(Items from a data source)
=======

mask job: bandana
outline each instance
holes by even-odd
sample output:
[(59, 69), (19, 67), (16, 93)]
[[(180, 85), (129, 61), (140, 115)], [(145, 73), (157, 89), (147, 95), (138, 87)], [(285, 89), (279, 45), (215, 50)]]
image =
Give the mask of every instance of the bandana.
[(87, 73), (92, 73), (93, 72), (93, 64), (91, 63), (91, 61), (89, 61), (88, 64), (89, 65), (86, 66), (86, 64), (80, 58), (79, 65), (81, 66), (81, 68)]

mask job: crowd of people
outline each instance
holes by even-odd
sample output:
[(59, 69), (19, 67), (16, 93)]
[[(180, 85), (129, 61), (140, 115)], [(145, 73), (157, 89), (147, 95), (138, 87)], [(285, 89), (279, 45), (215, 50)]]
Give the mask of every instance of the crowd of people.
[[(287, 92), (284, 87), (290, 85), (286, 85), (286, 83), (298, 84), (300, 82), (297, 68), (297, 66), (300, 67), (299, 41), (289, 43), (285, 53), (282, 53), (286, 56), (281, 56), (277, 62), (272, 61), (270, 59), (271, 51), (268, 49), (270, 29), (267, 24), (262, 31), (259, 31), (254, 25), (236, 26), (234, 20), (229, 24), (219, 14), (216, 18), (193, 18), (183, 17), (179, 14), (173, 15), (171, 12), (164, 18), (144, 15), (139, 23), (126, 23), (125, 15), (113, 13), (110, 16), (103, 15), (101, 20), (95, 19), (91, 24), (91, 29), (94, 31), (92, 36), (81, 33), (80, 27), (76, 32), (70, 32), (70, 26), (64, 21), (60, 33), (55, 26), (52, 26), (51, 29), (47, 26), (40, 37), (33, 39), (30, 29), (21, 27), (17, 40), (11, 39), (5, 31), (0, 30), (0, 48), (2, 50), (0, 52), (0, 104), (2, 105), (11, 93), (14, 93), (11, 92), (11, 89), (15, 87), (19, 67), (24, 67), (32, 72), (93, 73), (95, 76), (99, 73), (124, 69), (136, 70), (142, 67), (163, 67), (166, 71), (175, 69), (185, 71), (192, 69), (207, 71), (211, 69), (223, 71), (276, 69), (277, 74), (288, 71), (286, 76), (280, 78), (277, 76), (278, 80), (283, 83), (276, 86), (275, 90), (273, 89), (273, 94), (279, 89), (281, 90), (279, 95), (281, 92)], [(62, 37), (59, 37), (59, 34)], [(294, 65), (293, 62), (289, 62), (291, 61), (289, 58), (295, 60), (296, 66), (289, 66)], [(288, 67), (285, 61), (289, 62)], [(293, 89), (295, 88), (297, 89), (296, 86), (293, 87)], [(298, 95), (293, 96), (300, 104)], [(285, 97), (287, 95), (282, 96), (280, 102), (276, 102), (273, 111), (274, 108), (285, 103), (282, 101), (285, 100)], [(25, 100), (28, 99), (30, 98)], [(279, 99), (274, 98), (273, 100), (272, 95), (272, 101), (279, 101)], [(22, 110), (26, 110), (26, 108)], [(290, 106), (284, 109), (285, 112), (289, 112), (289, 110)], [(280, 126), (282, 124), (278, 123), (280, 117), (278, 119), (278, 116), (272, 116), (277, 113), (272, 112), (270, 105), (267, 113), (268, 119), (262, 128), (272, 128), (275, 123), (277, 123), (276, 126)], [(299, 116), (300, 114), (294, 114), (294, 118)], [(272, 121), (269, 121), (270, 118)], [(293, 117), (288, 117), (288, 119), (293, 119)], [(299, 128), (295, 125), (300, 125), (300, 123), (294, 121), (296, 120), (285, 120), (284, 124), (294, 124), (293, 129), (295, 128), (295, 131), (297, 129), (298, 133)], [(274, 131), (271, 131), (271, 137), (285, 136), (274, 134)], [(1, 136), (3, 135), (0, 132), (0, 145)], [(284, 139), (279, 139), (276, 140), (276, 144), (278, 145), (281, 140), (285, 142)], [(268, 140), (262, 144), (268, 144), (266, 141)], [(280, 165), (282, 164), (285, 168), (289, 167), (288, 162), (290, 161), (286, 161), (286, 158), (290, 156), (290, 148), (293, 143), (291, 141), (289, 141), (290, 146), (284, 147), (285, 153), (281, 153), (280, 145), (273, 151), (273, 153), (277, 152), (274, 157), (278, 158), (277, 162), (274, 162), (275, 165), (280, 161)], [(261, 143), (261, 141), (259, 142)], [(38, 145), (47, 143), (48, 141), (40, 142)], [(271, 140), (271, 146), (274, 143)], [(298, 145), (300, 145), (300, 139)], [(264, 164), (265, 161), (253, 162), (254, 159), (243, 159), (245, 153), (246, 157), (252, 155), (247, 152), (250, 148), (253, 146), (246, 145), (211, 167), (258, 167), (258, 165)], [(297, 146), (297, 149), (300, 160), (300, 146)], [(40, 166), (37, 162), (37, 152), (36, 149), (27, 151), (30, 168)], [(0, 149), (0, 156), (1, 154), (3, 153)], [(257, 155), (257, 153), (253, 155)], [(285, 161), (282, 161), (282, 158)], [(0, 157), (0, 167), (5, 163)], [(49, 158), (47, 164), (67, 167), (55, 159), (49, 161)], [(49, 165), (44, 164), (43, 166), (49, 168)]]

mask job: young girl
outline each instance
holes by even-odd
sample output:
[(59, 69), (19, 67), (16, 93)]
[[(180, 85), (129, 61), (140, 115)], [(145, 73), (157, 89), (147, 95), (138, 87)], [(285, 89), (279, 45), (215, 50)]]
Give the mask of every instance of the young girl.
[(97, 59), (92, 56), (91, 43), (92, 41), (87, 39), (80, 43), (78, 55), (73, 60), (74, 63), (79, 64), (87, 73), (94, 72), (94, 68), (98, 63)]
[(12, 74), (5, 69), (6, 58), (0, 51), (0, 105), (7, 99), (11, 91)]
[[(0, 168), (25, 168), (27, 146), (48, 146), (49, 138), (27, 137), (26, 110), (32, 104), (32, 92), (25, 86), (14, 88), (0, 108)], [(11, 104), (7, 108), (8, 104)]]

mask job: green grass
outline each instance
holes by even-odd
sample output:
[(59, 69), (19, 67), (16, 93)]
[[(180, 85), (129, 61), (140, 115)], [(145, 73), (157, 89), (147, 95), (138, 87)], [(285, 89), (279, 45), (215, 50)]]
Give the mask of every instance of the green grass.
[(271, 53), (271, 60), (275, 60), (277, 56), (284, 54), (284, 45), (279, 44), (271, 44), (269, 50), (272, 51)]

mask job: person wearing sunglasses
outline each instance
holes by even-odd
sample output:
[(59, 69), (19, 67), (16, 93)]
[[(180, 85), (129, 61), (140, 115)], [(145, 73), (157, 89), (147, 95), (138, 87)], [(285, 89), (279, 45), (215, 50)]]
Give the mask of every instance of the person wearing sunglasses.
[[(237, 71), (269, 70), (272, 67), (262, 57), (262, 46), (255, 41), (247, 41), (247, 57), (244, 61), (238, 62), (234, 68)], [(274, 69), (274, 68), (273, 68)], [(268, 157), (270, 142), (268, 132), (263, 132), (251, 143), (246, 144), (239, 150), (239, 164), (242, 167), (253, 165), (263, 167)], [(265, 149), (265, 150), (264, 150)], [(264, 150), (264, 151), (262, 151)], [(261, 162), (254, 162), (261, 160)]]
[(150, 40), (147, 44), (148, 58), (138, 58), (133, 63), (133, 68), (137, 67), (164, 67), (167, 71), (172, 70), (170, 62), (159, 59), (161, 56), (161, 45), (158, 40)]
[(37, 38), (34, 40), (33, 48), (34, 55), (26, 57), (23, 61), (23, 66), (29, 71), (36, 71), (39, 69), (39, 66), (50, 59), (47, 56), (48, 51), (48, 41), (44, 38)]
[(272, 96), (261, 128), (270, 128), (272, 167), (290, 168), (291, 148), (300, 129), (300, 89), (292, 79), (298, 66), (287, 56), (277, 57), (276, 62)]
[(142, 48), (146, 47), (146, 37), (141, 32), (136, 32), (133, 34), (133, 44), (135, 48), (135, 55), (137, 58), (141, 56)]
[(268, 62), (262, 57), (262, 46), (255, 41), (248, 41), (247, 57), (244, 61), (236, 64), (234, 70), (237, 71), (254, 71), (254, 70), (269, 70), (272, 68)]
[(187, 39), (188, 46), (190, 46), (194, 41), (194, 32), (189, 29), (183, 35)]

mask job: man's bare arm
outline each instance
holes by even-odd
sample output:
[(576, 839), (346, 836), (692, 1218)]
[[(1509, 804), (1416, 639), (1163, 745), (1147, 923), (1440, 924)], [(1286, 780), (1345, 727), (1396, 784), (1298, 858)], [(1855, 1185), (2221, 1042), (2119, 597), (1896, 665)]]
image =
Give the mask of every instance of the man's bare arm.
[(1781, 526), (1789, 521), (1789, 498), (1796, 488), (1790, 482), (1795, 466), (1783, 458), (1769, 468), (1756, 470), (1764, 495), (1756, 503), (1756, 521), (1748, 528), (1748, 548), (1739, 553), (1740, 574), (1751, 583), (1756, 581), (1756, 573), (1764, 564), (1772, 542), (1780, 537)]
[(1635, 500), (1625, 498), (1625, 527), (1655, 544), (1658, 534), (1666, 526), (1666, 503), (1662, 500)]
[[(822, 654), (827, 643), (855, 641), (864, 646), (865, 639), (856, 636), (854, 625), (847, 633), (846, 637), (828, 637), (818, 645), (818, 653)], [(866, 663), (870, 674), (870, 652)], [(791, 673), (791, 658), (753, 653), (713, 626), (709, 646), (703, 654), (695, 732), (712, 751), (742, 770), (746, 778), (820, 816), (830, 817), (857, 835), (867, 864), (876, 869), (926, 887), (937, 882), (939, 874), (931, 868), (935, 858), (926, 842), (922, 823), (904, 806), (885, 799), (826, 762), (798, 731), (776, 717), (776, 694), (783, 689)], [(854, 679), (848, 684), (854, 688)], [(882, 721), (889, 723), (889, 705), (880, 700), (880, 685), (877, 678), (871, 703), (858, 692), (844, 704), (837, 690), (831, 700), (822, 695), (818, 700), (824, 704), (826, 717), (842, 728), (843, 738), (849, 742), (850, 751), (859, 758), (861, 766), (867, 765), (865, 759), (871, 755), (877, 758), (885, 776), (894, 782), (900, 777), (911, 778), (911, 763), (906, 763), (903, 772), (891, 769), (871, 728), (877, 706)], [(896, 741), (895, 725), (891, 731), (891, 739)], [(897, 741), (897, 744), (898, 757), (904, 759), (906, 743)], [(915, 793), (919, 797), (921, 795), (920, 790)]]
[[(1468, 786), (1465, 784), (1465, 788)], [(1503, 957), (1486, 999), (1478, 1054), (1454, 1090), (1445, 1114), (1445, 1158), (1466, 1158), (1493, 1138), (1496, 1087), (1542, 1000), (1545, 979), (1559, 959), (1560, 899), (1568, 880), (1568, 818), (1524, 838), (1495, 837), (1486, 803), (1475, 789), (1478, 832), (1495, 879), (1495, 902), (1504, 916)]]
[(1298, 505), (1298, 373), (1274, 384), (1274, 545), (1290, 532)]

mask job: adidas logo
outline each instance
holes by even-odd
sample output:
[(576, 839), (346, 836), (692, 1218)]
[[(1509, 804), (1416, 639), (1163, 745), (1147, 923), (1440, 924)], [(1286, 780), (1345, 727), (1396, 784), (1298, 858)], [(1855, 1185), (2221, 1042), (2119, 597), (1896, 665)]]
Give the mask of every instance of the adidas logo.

=======

ASSIGNMENT
Find the word "logo" in the data and show each line that holds it.

PROBLEM SOLUTION
mask job: adidas logo
Give the mask of every instance of the adidas logo.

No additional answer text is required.